◆ **Aim**
In the stretch from the line containing "Your objective: find every foliage" through the line containing "[0,62,537,248]", change "distant treeline" to "background treeline" and give those lines again with everything else left as is.

Records:
[Begin]
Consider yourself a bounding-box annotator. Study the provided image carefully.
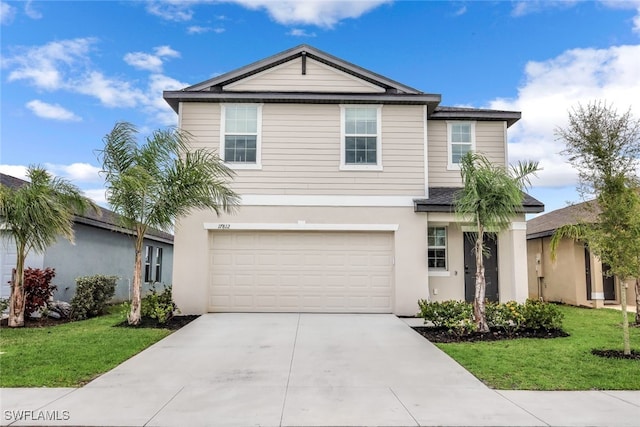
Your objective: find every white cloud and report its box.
[287,28,316,37]
[27,99,82,122]
[124,46,180,73]
[187,25,226,34]
[82,188,109,209]
[489,45,640,187]
[0,2,16,25]
[0,165,27,181]
[71,71,145,108]
[147,0,195,22]
[124,52,162,72]
[24,0,42,19]
[3,38,96,90]
[234,0,390,28]
[44,163,103,183]
[147,0,392,28]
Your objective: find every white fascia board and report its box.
[204,222,399,231]
[241,194,416,207]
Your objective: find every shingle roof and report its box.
[527,200,598,239]
[429,106,522,127]
[413,187,544,213]
[0,174,173,243]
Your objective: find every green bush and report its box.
[485,301,524,332]
[140,284,178,325]
[418,300,563,334]
[71,274,118,320]
[418,300,476,334]
[24,267,58,316]
[521,299,564,330]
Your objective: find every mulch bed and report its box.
[0,315,200,331]
[116,314,200,331]
[591,350,640,360]
[413,326,569,343]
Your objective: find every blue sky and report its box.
[0,0,640,212]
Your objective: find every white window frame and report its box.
[340,104,382,171]
[427,225,449,274]
[447,121,476,170]
[220,103,263,169]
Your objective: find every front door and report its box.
[464,233,499,302]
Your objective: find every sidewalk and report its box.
[0,313,640,427]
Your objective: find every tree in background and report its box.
[99,122,239,325]
[0,166,98,328]
[455,152,539,333]
[552,102,640,354]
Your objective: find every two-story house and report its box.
[164,45,543,315]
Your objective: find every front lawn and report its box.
[0,313,171,387]
[436,306,640,390]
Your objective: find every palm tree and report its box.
[455,152,539,332]
[0,166,98,327]
[99,122,239,325]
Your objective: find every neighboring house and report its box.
[164,45,543,315]
[0,174,173,301]
[527,202,635,308]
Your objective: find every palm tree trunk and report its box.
[8,246,26,328]
[473,224,489,333]
[636,277,640,325]
[618,279,631,356]
[128,233,144,325]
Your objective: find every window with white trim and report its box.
[447,122,476,169]
[340,105,382,170]
[144,246,153,283]
[427,227,447,271]
[220,104,262,169]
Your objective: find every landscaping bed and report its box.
[413,326,569,343]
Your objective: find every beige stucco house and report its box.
[164,45,543,315]
[527,202,635,308]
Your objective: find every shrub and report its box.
[485,301,524,333]
[71,274,118,320]
[418,300,476,334]
[521,299,564,330]
[24,267,58,316]
[140,284,178,324]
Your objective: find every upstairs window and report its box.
[447,122,476,169]
[220,104,262,169]
[427,227,447,270]
[340,105,382,170]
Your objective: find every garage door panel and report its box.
[209,231,393,313]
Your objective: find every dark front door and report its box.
[602,264,616,301]
[464,233,498,302]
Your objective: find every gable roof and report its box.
[413,187,544,213]
[0,173,173,244]
[527,200,598,240]
[163,44,520,126]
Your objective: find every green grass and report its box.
[0,313,171,387]
[437,306,640,390]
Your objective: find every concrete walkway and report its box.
[0,314,640,426]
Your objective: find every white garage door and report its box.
[209,231,393,313]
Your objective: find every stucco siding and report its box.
[224,58,384,93]
[173,206,428,315]
[428,120,506,187]
[44,223,173,301]
[182,103,425,196]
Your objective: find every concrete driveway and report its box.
[2,314,640,426]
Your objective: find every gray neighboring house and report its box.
[0,174,173,302]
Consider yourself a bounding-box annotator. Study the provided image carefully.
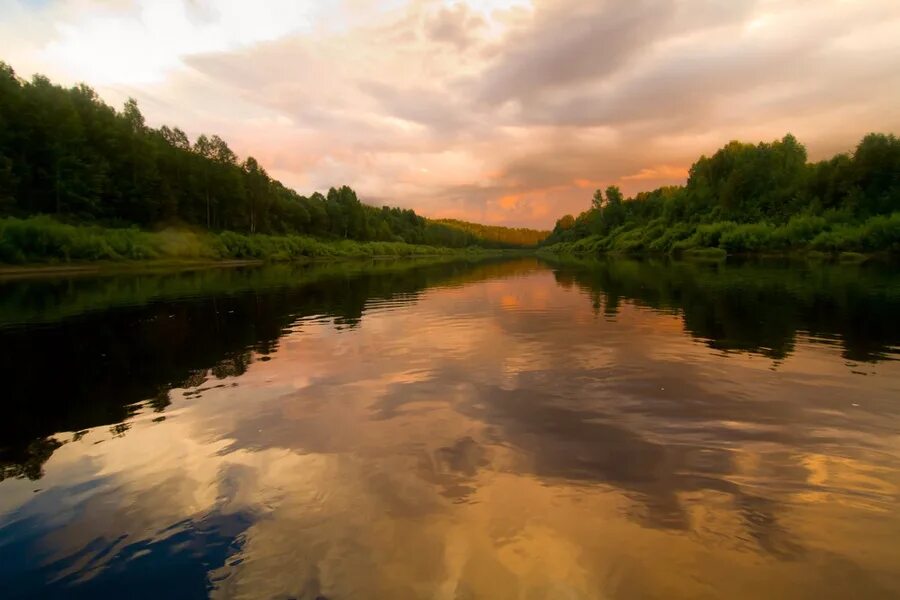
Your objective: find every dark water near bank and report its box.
[0,259,900,600]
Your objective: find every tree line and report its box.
[0,62,536,247]
[544,133,900,252]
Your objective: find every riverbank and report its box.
[0,217,515,276]
[540,213,900,260]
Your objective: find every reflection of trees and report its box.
[0,438,62,481]
[0,258,537,477]
[554,254,900,361]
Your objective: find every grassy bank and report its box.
[541,212,900,257]
[0,216,500,265]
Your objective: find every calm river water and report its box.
[0,258,900,600]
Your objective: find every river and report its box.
[0,257,900,600]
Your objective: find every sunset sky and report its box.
[0,0,900,228]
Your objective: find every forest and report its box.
[0,62,547,262]
[543,133,900,255]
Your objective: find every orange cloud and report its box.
[497,195,522,210]
[622,165,688,181]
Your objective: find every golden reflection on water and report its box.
[0,262,900,599]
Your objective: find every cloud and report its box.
[0,0,900,227]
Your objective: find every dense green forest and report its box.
[544,133,900,254]
[437,219,550,246]
[0,62,546,259]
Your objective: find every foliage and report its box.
[0,216,492,264]
[437,219,550,248]
[0,62,540,256]
[543,133,900,254]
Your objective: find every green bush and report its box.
[0,216,464,264]
[719,223,775,252]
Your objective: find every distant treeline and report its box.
[437,219,550,246]
[544,133,900,254]
[0,62,537,248]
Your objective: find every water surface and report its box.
[0,258,900,600]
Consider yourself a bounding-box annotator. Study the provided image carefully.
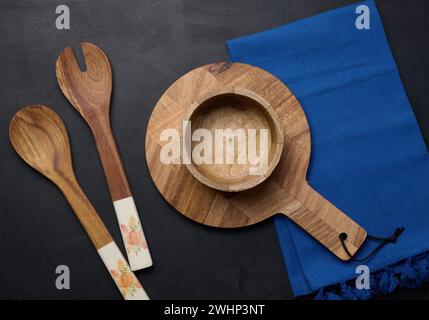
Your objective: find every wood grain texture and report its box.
[146,62,367,260]
[9,105,113,250]
[55,43,131,201]
[184,88,283,192]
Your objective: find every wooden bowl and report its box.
[184,87,283,192]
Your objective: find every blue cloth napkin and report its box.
[227,1,429,299]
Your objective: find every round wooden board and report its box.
[146,62,366,260]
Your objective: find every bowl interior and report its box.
[185,90,283,191]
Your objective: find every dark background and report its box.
[0,0,429,299]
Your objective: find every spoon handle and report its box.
[280,183,367,261]
[56,174,149,300]
[90,119,152,271]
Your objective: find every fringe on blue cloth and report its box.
[314,252,429,300]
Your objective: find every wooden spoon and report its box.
[9,105,149,300]
[56,43,152,270]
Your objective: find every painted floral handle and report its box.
[113,197,153,270]
[98,241,149,300]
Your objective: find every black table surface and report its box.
[0,0,429,299]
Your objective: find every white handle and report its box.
[98,241,149,300]
[113,197,153,271]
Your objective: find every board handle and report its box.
[281,183,367,261]
[90,118,153,271]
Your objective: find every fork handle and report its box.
[56,175,149,300]
[90,119,153,271]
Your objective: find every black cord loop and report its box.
[338,228,405,262]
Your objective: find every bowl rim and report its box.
[181,87,284,192]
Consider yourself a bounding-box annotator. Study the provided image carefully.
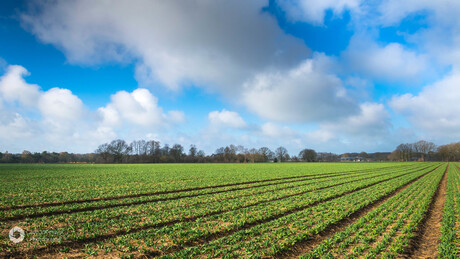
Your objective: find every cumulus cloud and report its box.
[22,0,309,94]
[342,35,428,81]
[38,88,84,121]
[242,54,358,122]
[0,65,185,152]
[320,103,391,139]
[390,74,460,141]
[208,109,247,128]
[277,0,361,24]
[98,88,185,128]
[0,65,40,107]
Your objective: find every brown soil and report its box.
[0,166,414,211]
[1,169,424,257]
[1,166,416,222]
[402,165,449,258]
[276,167,438,258]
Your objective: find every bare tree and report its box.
[275,147,289,162]
[299,148,317,162]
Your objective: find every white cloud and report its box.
[390,74,460,141]
[98,88,185,128]
[242,54,358,122]
[277,0,361,24]
[320,103,391,139]
[22,0,308,95]
[0,66,185,152]
[342,35,428,81]
[208,109,247,128]
[0,65,40,107]
[260,122,298,138]
[38,88,84,122]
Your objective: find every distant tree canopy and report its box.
[389,140,439,161]
[299,148,317,162]
[5,139,460,163]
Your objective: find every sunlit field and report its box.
[0,163,460,258]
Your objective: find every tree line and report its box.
[0,139,322,163]
[0,139,460,163]
[389,140,460,162]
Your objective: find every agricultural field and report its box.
[0,162,460,258]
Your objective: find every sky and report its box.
[0,0,460,155]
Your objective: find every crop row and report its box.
[1,165,434,258]
[0,165,420,220]
[302,162,446,258]
[438,164,460,258]
[167,165,440,257]
[0,164,406,207]
[38,164,433,256]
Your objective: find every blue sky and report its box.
[0,0,460,154]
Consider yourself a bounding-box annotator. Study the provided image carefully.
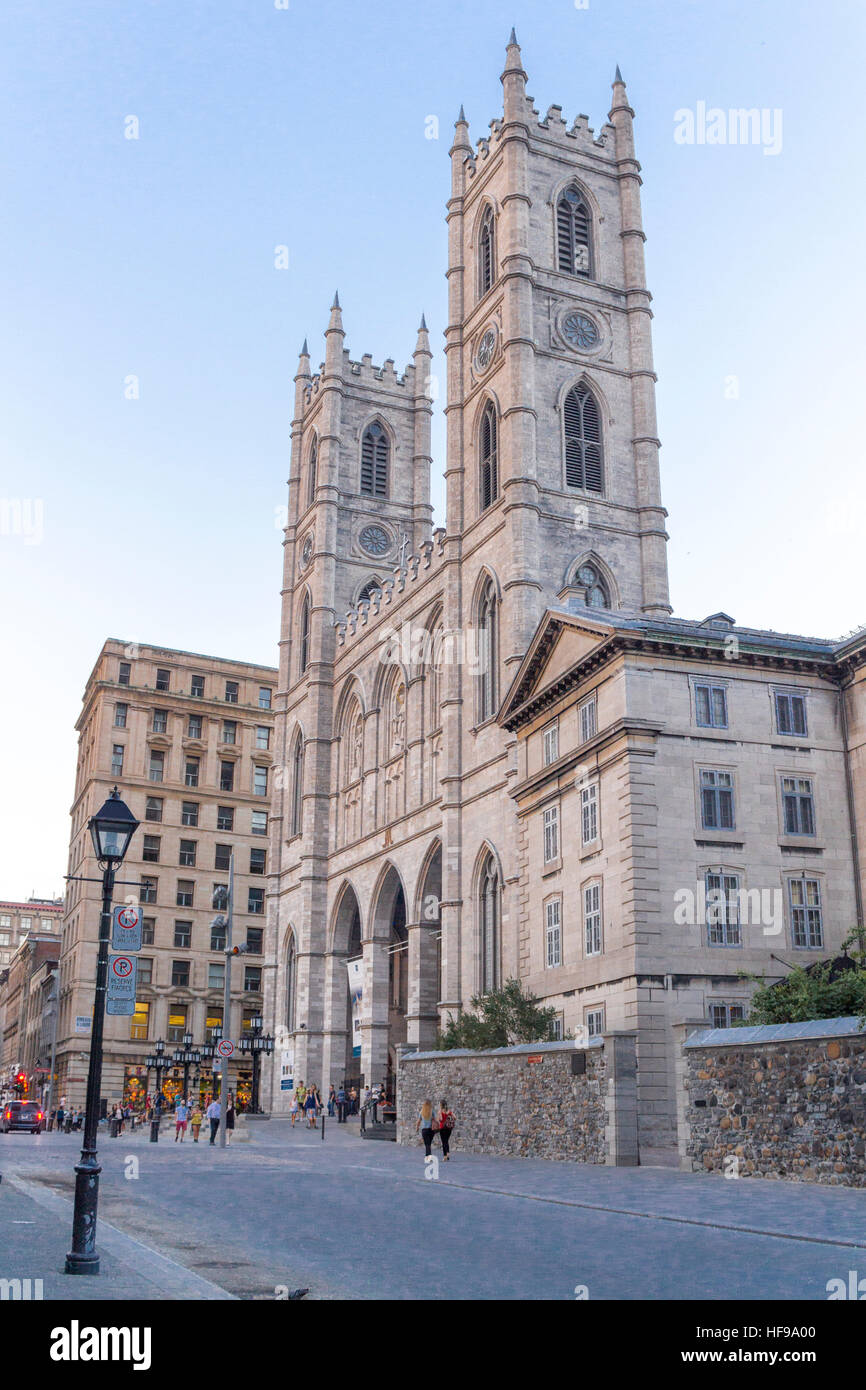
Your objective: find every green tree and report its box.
[436,980,556,1052]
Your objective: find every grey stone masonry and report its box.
[678,1017,866,1187]
[398,1033,637,1166]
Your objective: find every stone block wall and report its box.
[678,1019,866,1187]
[398,1033,638,1165]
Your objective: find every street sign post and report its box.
[106,955,136,1015]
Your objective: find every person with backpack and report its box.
[439,1101,457,1162]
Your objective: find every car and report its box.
[0,1101,44,1134]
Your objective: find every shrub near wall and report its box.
[680,1019,866,1187]
[398,1043,610,1163]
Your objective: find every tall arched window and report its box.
[477,580,499,724]
[556,188,592,278]
[478,402,499,512]
[478,852,502,994]
[361,420,389,498]
[297,594,310,676]
[286,931,297,1033]
[289,734,303,838]
[478,206,496,299]
[564,381,603,492]
[307,436,318,507]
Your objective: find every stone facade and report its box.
[678,1019,866,1187]
[398,1037,637,1163]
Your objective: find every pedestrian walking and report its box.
[416,1101,434,1158]
[439,1101,457,1162]
[206,1101,221,1144]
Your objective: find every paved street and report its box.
[0,1120,866,1301]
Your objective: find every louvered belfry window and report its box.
[478,207,496,297]
[564,382,602,492]
[556,188,592,278]
[361,420,388,498]
[478,404,499,512]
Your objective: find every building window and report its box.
[774,691,806,738]
[701,767,734,830]
[142,835,160,865]
[478,402,499,512]
[129,999,150,1043]
[695,685,727,728]
[542,724,559,767]
[781,777,815,835]
[705,870,742,947]
[709,1004,745,1029]
[478,206,496,299]
[563,382,603,492]
[544,806,559,865]
[556,188,592,278]
[581,783,598,845]
[578,696,596,744]
[478,853,502,994]
[171,922,192,950]
[545,898,563,969]
[584,883,602,955]
[788,876,824,951]
[361,420,389,498]
[168,1006,189,1043]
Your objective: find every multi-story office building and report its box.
[57,639,277,1104]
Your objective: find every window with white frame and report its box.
[542,724,559,767]
[695,682,727,728]
[581,783,598,845]
[773,691,806,738]
[545,898,563,969]
[544,806,559,865]
[701,767,734,830]
[705,869,742,947]
[584,883,602,955]
[781,777,815,835]
[788,874,824,951]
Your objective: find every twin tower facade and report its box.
[265,33,670,1112]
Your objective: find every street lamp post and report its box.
[65,787,139,1275]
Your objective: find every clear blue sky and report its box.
[0,0,866,898]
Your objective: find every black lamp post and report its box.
[65,787,139,1275]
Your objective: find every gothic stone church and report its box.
[265,33,866,1147]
[End]
◆ **Task result**
Your objective: find every foliage and report its box.
[0,216,492,264]
[437,219,550,248]
[0,62,540,256]
[543,133,900,254]
Your objective: find every green bush and report its box.
[0,216,464,264]
[719,223,775,252]
Your objective: find every background treeline and report its box.
[437,219,550,246]
[544,133,900,254]
[0,62,537,248]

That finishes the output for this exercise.